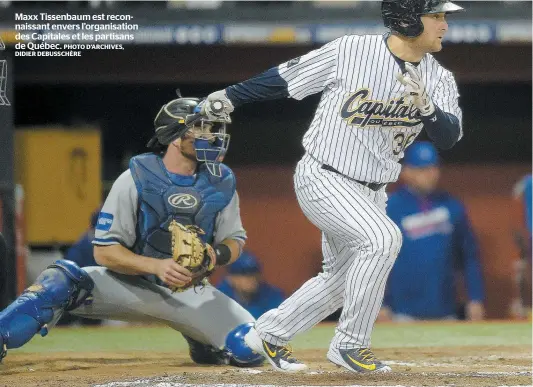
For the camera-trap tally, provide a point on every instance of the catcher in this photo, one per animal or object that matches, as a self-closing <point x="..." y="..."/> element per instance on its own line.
<point x="167" y="222"/>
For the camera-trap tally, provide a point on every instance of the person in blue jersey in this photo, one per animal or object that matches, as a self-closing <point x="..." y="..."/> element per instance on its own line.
<point x="438" y="242"/>
<point x="244" y="284"/>
<point x="181" y="180"/>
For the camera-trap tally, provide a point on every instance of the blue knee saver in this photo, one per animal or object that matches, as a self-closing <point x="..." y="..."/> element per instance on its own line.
<point x="61" y="286"/>
<point x="239" y="351"/>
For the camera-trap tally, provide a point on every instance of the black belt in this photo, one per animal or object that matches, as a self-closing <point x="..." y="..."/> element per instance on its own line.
<point x="372" y="186"/>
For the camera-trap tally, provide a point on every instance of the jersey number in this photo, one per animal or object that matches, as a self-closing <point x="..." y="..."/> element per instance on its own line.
<point x="401" y="141"/>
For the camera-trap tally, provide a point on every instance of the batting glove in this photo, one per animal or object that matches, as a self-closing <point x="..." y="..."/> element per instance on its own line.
<point x="217" y="106"/>
<point x="415" y="90"/>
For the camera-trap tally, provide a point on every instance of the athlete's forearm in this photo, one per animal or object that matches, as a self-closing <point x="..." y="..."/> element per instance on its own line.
<point x="263" y="87"/>
<point x="121" y="260"/>
<point x="443" y="128"/>
<point x="235" y="247"/>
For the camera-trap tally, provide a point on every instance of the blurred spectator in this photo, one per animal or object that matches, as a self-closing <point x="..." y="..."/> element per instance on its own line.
<point x="521" y="304"/>
<point x="245" y="285"/>
<point x="437" y="243"/>
<point x="81" y="252"/>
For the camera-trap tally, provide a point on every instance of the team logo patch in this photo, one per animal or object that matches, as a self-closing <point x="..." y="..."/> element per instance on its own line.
<point x="105" y="220"/>
<point x="182" y="201"/>
<point x="292" y="62"/>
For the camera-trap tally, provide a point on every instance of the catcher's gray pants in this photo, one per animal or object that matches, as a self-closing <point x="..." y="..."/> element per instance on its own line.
<point x="205" y="314"/>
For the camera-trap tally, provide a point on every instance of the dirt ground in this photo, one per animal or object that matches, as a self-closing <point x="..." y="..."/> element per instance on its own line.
<point x="469" y="366"/>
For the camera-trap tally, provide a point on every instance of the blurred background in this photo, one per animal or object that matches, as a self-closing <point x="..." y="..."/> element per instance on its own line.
--- --- ---
What the task asks: Write out the lines above, starting at the line that contains "of the dirt" and ending with the final line, and nothing else; copy them exactly.

Exercise answer:
For the camera-trap tally, provide a point on every instance of the dirt ground in this photo, one per animal or object that matches, as a self-closing <point x="..." y="..."/> element per instance on its own line.
<point x="469" y="366"/>
For the camera-trap tally, provide a point on every instance of the blurred background in this photo, one per animal or object that matches, as a self-closing <point x="..." y="..."/> element per instance on its own line.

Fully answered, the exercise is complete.